-- Text --
And there’s nothing about the God that he’s telling them about that fits their expectations. There’s a few times that Paul writes that the gospel, the message of Jesus Christ is foolishness to the Greeks. And that wording might make us a little uncomfortable.

He takes this message about Jesus and says that it’s foolish. Well, he’s not saying it’s foolish. He’s saying it’s foolish to them.

Why would it be foolish to them? Because they had all these gods. They had all these ideas about God.

And nothing about the God of the Bible fit with their ideas of what a God should be. The idea that there’s only one God and all the rest of them are made up. That was completely foreign to the Greeks.

But you’re telling me Zeus is not real? You’re telling me, and my son is really into the stories of Greek mythology and likes to quiz me. And I don’t know the stories of Greek mythology, so I try to put a stop to it.

Like Friday at lunch, who is the mother of monsters? Charla. I don’t know.

That’s supposed to be a joke, but I did tell him that. Who was the most powerful God in ancient Greece? Jesus.

No, I mean, for the ancient Greeks, who was the most powerful God? Jesus. They just didn’t realize it.

Okay. I don’t know all these other gods, but they’re all made up. He knows that.

Don’t worry that he’s going to start teaching wrong things. Like, should we have him up here leading children’s devotional? If he starts talking about Zeus, I’ll clamp down on that.

But they had all these gods that are just made up. And so this idea, if I said to them, the most powerful God in ancient Greece is Jesus. As a matter of fact, he’s the only real one.

That would have just been completely foreign to them. There’s the idea of him being perfect. The understanding that we have from the Bible that God is perfect and God is omniscient and he’s all-knowing, he’s all-powerful, he’s all-good, he’s all of these things.

-- Exercise aim --
Retype the whole sermon excerpt about Paul and the Greek gods word for word.

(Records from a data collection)
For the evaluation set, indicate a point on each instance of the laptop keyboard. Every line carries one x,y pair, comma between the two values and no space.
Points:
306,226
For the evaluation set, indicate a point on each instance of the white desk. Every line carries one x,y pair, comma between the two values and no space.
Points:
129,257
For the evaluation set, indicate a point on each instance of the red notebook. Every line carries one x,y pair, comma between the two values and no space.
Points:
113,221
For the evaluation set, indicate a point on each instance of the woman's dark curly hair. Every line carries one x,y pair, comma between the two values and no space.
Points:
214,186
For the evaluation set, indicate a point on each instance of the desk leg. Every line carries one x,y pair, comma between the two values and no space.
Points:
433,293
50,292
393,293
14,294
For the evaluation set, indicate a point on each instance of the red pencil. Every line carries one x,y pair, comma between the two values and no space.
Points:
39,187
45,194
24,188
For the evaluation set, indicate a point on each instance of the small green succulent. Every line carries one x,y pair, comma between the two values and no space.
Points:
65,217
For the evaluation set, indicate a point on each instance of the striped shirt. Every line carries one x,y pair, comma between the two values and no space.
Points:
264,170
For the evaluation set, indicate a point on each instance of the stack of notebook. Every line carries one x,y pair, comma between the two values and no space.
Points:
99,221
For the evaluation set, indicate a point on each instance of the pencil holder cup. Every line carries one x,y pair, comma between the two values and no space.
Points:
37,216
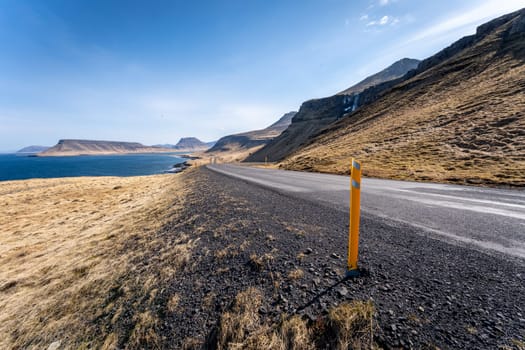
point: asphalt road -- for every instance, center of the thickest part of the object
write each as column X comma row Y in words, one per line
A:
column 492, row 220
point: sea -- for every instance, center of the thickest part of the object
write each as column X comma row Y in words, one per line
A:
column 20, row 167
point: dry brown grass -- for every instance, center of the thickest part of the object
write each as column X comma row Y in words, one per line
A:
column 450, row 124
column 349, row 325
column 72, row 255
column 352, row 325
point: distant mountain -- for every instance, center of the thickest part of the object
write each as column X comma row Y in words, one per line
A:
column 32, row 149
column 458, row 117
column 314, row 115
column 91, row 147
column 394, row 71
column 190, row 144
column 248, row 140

---

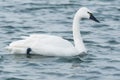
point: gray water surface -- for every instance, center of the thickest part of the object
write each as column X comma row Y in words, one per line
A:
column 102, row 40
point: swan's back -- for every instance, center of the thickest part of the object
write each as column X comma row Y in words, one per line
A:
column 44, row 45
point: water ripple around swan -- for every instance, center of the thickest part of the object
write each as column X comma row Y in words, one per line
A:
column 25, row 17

-- Answer box --
And there’s nothing about the God that he’s telling them about that fits their expectations. There’s a few times that Paul writes that the gospel, the message of Jesus Christ is foolishness to the Greeks. And that wording might make us a little uncomfortable.

He takes this message about Jesus and says that it’s foolish. Well, he’s not saying it’s foolish. He’s saying it’s foolish to them.

Why would it be foolish to them? Because they had all these gods. They had all these ideas about God.

And nothing about the God of the Bible fit with their ideas of what a God should be. The idea that there’s only one God and all the rest of them are made up. That was completely foreign to the Greeks.

But you’re telling me Zeus is not real? You’re telling me, and my son is really into the stories of Greek mythology and likes to quiz me. And I don’t know the stories of Greek mythology, so I try to put a stop to it.

Like Friday at lunch, who is the mother of monsters? Charla. I don’t know.

That’s supposed to be a joke, but I did tell him that. Who was the most powerful God in ancient Greece? Jesus.

No, I mean, for the ancient Greeks, who was the most powerful God? Jesus. They just didn’t realize it.

Okay. I don’t know all these other gods, but they’re all made up. He knows that.

Don’t worry that he’s going to start teaching wrong things. Like, should we have him up here leading children’s devotional? If he starts talking about Zeus, I’ll clamp down on that.

But they had all these gods that are just made up. And so this idea, if I said to them, the most powerful God in ancient Greece is Jesus. As a matter of fact, he’s the only real one.

That would have just been completely foreign to them. There’s the idea of him being perfect. The understanding that we have from the Bible that God is perfect and God is omniscient and he’s all-knowing, he’s all-powerful, he’s all-good, he’s all of these things.